▶ TEXT EXCERPT
IaC State Management
Table of Contents
- What is State
- Do You Need State Management?
- Local vs. Remote State
- State Locking
- State Management Best Practices
- Common State Operations
What is State
State is the record of infrastructure resources currently deployed, tracked by IaC tools to:
- Map configuration to real resources
- Track resource metadata
- Determine what changes are needed
- Manage dependencies between resources
Why State Matters
Without state, IaC tools cannot:
- Know what infrastructure currently exists
- Determine what needs to be created, updated, or deleted
- Track resource relationships
- Detect configuration drift
State contains:
- Resource IDs
- Resource attributes
- Dependencies between resources
- Provider configurations
- Sensitive data (passwords, private keys)
Do You Need State Management?
Cloud-native IaC tools handle state automatically - you don’t need to manage state yourself.
Tools That Manage State for You
AWS CloudFormation:
- AWS manages all state internally
- No state files to secure or back up
- No risk of state corruption
- No locking concerns
- Built-in drift detection
Azure Resource Manager (ARM Templates / Bicep):
- Azure manages deployment state
- Integrated with Azure portal
- Deployment history tracked automatically
Google Cloud Deployment Manager:
- GCP tracks deployment state
- Managed through GCP console
When State Management Is Your Responsibility
Terraform and Pulumi require you to manage state explicitly (unless using Terraform Cloud or Pulumi Cloud):
- You must configure remote backends
- You must implement locking mechanisms
- You must secure sensitive data in state
- You must handle backup and recovery
- You must prevent state corruption
Should You Accept This Complexity?
Only add user-managed state when you can articulate specific reasons:
Valid reasons:
- Multi-cloud requirements (managing AWS + Azure + GCP together)
- Need for Terraform/Pulumi-specific features not available in cloud-native tools
- Existing infrastructure already managed by Terraform/Pulumi
- Organizational standard requires specific tooling
Not valid reasons:
- “Terraform is popular”
- “We know Terraform already” (unless you have multi-cloud needs)
- “Terraform is industry standard” (CloudFormation is the standard for AWS-only)
The cost of user-managed state:
- Risk of state corruption causing infrastructure issues
- Complexity of securing state files containing sensitive data
- Operational overhead of managing remote backends and locking
- Recovery procedures when state issues occur
- Additional infrastructure to support state management
If you’re deploying only to AWS, CloudFormation eliminates all of these risks.

▶ STORED ROWS
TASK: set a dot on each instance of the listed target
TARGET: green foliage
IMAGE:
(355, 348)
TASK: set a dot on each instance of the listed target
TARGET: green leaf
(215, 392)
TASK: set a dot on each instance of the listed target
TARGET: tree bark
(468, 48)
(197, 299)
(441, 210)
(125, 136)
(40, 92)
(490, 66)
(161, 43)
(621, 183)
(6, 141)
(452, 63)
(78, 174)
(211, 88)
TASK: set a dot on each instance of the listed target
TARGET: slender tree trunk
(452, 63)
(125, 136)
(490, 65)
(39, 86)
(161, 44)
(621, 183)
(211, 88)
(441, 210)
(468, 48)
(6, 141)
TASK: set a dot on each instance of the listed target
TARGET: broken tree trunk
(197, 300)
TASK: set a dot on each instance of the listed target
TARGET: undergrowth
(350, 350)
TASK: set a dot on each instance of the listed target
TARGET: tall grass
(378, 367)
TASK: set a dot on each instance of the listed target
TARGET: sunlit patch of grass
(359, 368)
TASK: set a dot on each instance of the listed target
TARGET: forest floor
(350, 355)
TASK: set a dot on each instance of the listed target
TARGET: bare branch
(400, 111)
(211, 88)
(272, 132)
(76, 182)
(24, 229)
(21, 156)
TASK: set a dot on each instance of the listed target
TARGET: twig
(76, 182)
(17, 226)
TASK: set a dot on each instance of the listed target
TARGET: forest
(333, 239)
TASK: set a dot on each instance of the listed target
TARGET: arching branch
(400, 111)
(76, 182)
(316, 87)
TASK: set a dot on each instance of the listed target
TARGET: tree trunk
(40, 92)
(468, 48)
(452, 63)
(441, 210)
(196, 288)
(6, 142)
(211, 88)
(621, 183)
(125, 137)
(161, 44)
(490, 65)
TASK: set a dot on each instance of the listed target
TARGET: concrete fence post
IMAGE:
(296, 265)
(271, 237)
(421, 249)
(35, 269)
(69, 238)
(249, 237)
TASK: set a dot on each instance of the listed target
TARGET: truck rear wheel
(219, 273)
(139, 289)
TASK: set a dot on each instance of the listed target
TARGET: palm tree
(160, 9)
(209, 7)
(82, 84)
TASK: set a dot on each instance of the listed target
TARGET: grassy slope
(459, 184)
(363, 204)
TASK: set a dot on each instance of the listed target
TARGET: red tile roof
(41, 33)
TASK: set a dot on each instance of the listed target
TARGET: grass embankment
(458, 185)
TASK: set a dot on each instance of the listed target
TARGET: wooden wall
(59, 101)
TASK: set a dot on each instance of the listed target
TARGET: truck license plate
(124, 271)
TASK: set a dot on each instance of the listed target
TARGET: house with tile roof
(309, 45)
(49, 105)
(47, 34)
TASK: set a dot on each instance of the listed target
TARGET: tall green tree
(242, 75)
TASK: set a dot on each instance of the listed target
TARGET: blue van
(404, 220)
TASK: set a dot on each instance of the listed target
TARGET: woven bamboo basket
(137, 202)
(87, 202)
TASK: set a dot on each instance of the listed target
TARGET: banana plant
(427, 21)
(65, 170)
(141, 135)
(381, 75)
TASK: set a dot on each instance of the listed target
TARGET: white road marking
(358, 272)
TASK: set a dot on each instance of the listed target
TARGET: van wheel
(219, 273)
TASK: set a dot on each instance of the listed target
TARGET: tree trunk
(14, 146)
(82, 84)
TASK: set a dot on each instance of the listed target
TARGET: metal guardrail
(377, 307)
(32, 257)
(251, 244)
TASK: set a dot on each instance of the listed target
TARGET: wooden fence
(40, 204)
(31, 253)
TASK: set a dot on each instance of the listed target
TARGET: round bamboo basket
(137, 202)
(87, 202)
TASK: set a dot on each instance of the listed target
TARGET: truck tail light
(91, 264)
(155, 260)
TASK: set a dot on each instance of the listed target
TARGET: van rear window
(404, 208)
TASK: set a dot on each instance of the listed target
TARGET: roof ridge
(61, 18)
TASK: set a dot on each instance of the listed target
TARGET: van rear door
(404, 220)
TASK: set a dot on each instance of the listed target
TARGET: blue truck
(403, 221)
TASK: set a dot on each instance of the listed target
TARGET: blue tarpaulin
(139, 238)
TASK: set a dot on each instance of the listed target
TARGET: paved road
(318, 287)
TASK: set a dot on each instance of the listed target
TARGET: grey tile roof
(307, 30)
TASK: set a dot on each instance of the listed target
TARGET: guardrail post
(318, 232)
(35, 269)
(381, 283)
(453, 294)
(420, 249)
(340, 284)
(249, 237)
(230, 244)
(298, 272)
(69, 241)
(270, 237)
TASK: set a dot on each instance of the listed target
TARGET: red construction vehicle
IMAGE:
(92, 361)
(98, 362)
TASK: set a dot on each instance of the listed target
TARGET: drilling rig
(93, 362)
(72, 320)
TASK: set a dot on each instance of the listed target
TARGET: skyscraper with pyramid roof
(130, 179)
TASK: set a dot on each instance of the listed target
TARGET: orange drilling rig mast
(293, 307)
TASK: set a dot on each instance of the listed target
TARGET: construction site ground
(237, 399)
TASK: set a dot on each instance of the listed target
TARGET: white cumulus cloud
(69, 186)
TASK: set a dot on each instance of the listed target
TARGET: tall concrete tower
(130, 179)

▶ EXERCISE INSTRUCTIONS
(a) Transcribe everything in the IaC state management text from "- Need for Terraform/Pulumi-specific" down to "have multi-cloud needs)".
(b) Answer these questions from the IaC state management text:
(i) Which two tools require you to manage state explicitly?
(ii) What two examples of sensitive data does state contain?
(iii) How is deployment history tracked under Azure Resource Manager?
The records have no connection to the text on IaC state management.

▶ ANSWERS TO EACH TASK
(a)
- Need for Terraform/Pulumi-specific features not available in cloud-native tools
- Existing infrastructure already managed by Terraform/Pulumi
- Organizational standard requires specific tooling
Not valid reasons:
- “Terraform is popular”
- “We know Terraform already” (unless you have multi-cloud needs)

(b)
(i) Terraform and Pulumi
(ii) Passwords and private keys
(iii) Automatically